# Passage
What I see happening is the faster kids are being pushed to do "algebra" and "investigations" in the top third grade classes. The slower kids are being fed a steady stream of basic skill worksheets (gotta keep up those state scores). Their is no acceleration for the ones who could possibly excel and accelerate if they were just given the chance. They are stuck on the slow track.
I noticed one third grade classroom had to make up a different math problem for every day of the month. It is proudly displayed in the hallway. I thank my lucky stars my kid isn't in that class. This is enrichment. This is fun. I think it is stupid.
So, you have basic skills exposure versus ennrichment using investigations. Which is the worse of the two?
Three tanks, A, B, and C are filled with water. A has three times as much water as B and B has three times as much water as C. A has 48 gal of water more than C. Find the total amount of water in the three tanks.
They think that it takes "math brains" to be good in math, and the schools guarantee that this is the only result.
This is our school in a nutshell.
It's taken me until midway through this year to realize how incredibly low level the accelerated math class is - and yet it's taught as if only a mathematically gifted child is capable of handling the material.
Which is exactly how things have played out, given that expectation.
I don't get these comments. Are the Singapore math questions people cite here supposed to be harder than the TERC questions? They're different -- the Singapore math ones plug directly into equations, and the TERC question requires you to actually read the words to figure out which dimension is being asked for but is it actually true that one is easier than the other? Or, I guess as an alternative, can the kids trained in Singapore Math do the TERC question, while those trained with the TERC problems can't answer the Singapore Math questions?
Has anyone done that experiment?
I'm a grown-up, and I don't know how I was taught math, but I can do both questions. The number crunching takes longer for the Singapore Math question, but they're easier to plug into the equation than the TERC questions.
I'm not sure I could have answered either as a 3rd grader.
"Are the Singapore math questions people cite here supposed to be harder than the TERC questions?"
Yes, but it's more clear when you see more problems. Open the workbooks side-by-side. My son uses Everyday Math, and "everyday" I see the differences in difficulty.
"...the Singapore math ones plug directly into equations, ..."
I'm not sure what third grade equations you are referring to for the three tank problem. I suspect that Singapore wants the student to translate the words into a bar model.
"... is it actually true that one is easier than the other?"
Yes.

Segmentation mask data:

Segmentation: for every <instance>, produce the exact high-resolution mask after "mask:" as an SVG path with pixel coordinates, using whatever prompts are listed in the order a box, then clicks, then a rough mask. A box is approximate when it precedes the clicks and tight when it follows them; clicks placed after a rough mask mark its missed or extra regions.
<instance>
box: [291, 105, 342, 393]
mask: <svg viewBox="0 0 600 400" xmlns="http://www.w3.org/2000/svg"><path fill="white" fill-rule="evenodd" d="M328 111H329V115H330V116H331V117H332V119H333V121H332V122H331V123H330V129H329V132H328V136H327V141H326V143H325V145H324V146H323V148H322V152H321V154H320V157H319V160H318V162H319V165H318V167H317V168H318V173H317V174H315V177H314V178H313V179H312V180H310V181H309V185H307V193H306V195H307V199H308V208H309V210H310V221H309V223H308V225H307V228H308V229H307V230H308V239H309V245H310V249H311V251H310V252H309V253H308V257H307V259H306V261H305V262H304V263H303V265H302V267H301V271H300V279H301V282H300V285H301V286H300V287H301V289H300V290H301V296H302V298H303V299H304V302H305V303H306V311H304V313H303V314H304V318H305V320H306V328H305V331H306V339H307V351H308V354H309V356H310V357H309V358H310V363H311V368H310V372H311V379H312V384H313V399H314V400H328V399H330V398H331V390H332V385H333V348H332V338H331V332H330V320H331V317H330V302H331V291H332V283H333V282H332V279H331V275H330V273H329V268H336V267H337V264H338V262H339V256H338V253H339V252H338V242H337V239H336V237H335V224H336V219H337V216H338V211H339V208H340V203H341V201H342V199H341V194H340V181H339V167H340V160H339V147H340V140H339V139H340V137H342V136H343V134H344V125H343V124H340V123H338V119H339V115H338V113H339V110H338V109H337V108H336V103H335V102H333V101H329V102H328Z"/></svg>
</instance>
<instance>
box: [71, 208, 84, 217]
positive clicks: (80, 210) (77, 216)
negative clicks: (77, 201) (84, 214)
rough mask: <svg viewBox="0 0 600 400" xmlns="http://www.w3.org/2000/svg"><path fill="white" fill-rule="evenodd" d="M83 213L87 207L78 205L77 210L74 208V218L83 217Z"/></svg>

# Tasks to perform
**A)** Do these statements agree with the thread on math teaching? Answer each with yes or no and quote the words of the thread that decide it. (i) In the tank problem, A holds 48 gallons more water than C. (ii) The faster kids are given a steady stream of basic skill worksheets. (iii) The poster who calls themselves a grown-up finds that the number crunching takes longer for the Singapore Math question.
**B)** Please carry on the thread on math teaching from its last reply.

# Exercise responses
**A)**
(i) Yes: "A has 48 gal of water more than C."
(ii) No: "The slower kids are being fed a steady stream of basic skill worksheets"
(iii) Yes: "The number crunching takes longer for the Singapore Math question"

**B)**
"... can the kids trained in Singapore Math do the TERC question, while those trained with the TERC problems can't answer the Singapore Math questions?"
That's the point.
"...but they're easier to plug into the equation than the TERC questions."
Which equation is that?
It sounds like bj is implying that the TERC problems require more thinking than the Singapore Math problems, which only require plug and chug. If so, I would be open to hearing a more complete argument of that position.
I went to see the person in charge of curriculum at my son's (ex) private school today. They are sorry to see our A+ Everyday Math student leave the school. (He is not A+ in Singapore Math, by my standards.) When we got to talking about changes in the math curriculum, she seemed to have it all figured out. (I had loaned her my Singapore Math books.) It's hard for me to characterize the conversation because it was filled with all sorts of generalities. It looks like they will keep Everyday Math.
Why? Well, it seems for all sorts of reasons. Better test scores were mentioned and many approaches to explanation were discussed. The main reason seems to be that they want to keep it. She even referred to What Works Clearinghouse. It wasn't my goal to change her mind. I wanted to hear the arguments. It all comes down to opinion, pedagogy, and expectations. Apparently, there are two types of students; math brains and the rest. Their math program will be selected based on "the rest". They will worry over what to do with the math brains, but you don't base a curriculum on those kids.
At no time was there any attempt to say that Everyday Math was better than Singapore Math.
"-- the Singapore math ones plug directly into equations"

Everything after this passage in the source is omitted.